> Task brief
Rewrite all of the records with "bare tree" changed to "leafless tree" and everything else left as it is. Omit the pictures from your answer.
----
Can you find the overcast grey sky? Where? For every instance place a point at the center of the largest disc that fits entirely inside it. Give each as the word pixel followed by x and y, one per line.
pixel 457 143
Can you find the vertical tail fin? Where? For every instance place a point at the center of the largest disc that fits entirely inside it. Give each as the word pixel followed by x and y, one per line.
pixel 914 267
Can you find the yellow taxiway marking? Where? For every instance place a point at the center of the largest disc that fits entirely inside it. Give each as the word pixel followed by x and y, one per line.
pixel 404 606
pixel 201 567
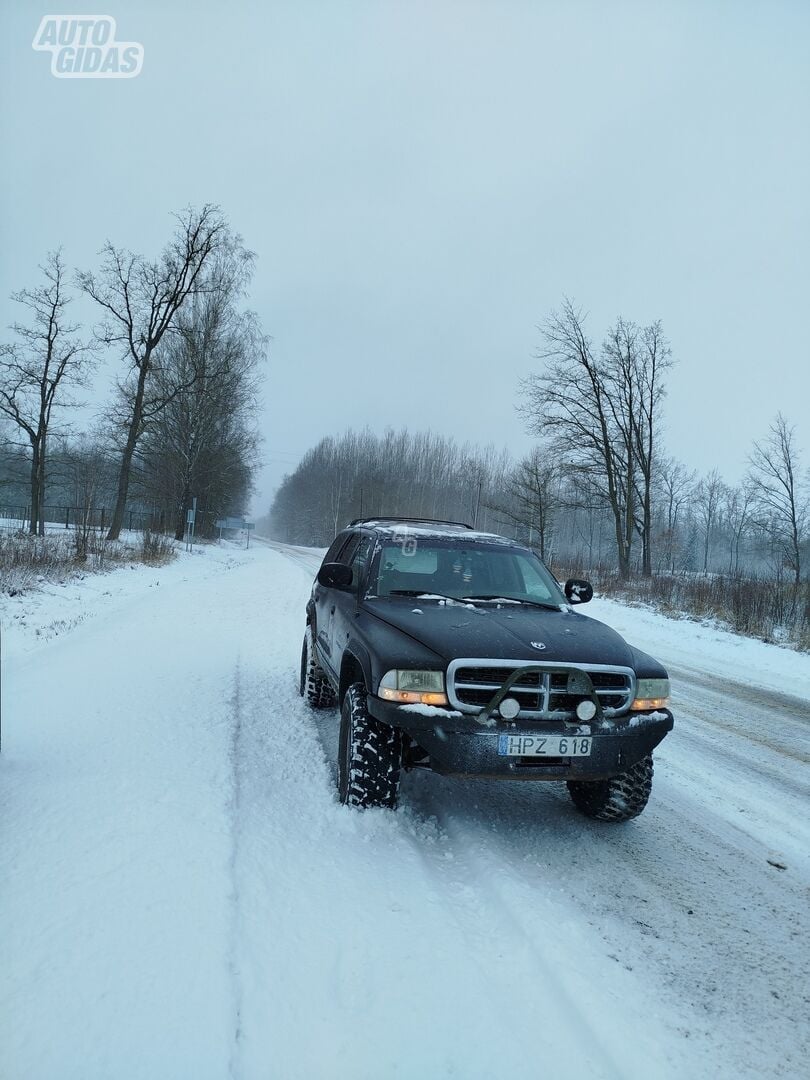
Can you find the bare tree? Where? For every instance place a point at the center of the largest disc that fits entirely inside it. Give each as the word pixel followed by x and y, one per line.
----
> Exercise answer
Can you find the overcast grey sky? Where? For every instance place a point at the center of the largest disc that fits entirely inside it. Give each as the word pixel followed by x and y, one per line.
pixel 457 143
Can you find the vertical tail fin? Where? For every instance place a point at the center of the largest disc that fits entirely inside it. Give each as the word pixel followed by x and y, one per line.
pixel 914 267
Can you find the yellow taxiway marking? Where? For every instance place a point at the center of the largest disc that fits entirely inside it. Give each as the word pixel followed by x and y, one per line.
pixel 404 606
pixel 201 567
Can you find the leafless tree? Where? For every instance place a point at the center of the largest disc that fits entirely inside it. Give each as the word pixel followed by x and y, one per line.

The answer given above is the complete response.